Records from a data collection
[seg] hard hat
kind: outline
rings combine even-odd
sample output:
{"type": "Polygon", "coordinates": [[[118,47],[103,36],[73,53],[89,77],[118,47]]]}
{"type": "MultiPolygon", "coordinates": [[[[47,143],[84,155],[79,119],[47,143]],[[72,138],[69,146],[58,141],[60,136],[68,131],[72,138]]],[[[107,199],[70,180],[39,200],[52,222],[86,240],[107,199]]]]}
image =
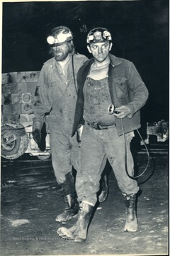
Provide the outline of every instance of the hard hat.
{"type": "Polygon", "coordinates": [[[101,43],[106,41],[111,42],[112,37],[108,30],[105,28],[93,28],[87,35],[87,43],[101,43]]]}
{"type": "Polygon", "coordinates": [[[73,40],[72,32],[69,28],[62,26],[53,28],[51,35],[47,38],[50,45],[69,42],[72,40],[73,40]]]}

What this task involves — Please pull every line of the material above into your answer unchanged, leaving out the pictures.

In response —
[seg] hard hat
kind: outline
rings combine even-odd
sample output:
{"type": "Polygon", "coordinates": [[[118,47],[103,36],[73,53],[89,77],[118,47]]]}
{"type": "MultiPolygon", "coordinates": [[[[47,143],[84,155],[79,119],[47,143]],[[72,138],[69,146],[58,141],[60,136],[68,131],[72,138]]],[[[107,199],[70,180],[39,200],[52,222],[86,240],[107,199]]]]}
image =
Provide the outline of every instance of the hard hat.
{"type": "Polygon", "coordinates": [[[101,43],[106,41],[111,42],[112,37],[108,30],[105,28],[93,28],[87,35],[87,43],[101,43]]]}
{"type": "Polygon", "coordinates": [[[73,40],[72,32],[69,28],[62,26],[53,28],[51,35],[47,38],[50,45],[69,42],[72,40],[73,40]]]}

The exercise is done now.